▶ **Action item**
Below are the entries; return every line among them that holds the word "floor".

[Data entries]
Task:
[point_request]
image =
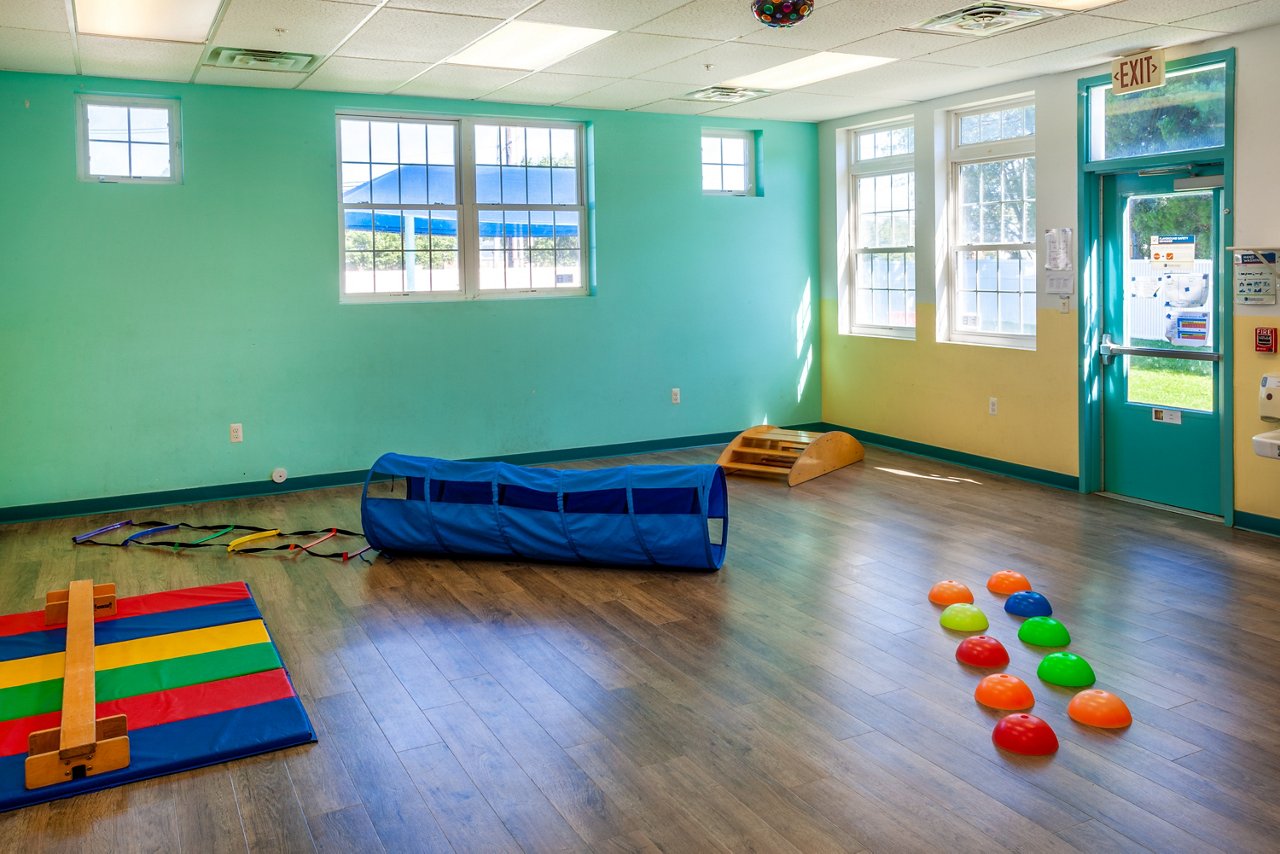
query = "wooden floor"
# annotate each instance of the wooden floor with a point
---
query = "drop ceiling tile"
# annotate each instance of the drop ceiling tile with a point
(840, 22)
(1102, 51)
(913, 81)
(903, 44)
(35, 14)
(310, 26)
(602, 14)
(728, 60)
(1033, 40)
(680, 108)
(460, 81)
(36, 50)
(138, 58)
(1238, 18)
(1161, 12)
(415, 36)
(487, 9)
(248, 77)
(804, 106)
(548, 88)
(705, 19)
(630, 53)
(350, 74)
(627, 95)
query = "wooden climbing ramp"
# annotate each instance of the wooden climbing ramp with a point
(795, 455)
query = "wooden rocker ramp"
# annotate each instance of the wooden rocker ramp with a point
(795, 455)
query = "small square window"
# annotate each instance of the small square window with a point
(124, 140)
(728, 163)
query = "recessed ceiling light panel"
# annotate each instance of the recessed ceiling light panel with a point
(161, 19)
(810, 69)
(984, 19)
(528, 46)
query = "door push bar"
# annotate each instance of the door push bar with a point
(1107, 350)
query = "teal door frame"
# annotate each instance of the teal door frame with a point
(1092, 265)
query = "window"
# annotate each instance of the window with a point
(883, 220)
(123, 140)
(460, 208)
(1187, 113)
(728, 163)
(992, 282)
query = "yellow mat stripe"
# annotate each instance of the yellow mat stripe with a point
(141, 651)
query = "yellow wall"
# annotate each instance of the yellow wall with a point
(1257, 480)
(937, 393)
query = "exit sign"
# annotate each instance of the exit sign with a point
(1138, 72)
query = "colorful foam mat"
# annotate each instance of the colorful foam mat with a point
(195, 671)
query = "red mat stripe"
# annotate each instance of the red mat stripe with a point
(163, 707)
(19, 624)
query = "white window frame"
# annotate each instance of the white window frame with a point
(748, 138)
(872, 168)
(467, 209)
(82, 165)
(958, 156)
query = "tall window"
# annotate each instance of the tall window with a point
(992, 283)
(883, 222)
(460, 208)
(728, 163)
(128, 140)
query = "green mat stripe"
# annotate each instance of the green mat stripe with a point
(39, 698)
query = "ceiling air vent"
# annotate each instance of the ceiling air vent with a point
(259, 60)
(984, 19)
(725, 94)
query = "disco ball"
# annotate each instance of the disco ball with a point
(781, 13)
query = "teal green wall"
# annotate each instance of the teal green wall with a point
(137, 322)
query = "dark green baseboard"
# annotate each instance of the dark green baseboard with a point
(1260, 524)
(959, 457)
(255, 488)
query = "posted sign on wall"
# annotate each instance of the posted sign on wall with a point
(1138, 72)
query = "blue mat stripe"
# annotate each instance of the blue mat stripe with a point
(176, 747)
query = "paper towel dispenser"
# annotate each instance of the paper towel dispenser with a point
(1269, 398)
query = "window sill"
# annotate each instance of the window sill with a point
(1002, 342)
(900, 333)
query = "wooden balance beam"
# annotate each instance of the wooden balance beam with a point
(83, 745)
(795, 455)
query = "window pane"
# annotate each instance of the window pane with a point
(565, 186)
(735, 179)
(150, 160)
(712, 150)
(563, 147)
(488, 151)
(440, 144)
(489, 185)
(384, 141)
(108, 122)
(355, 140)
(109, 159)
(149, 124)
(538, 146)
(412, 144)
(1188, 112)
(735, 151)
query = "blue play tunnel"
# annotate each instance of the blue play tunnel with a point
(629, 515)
--
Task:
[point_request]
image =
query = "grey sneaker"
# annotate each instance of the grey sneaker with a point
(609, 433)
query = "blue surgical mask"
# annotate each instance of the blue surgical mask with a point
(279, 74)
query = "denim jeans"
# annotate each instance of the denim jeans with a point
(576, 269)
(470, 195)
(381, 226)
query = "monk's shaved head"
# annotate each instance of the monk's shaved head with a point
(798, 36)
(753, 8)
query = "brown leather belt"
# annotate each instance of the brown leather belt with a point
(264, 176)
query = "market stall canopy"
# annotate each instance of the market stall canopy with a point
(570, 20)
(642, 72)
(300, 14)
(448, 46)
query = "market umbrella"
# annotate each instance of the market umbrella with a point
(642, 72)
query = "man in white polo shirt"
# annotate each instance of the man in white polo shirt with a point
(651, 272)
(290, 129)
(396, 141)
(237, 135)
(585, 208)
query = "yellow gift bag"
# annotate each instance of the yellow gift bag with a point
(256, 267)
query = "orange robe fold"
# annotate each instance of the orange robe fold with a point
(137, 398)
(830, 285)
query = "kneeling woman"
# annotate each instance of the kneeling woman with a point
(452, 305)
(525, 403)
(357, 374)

▶ **Finished exercise**
query = "wooden floor"
# annotate each instance of the wooden floor with a point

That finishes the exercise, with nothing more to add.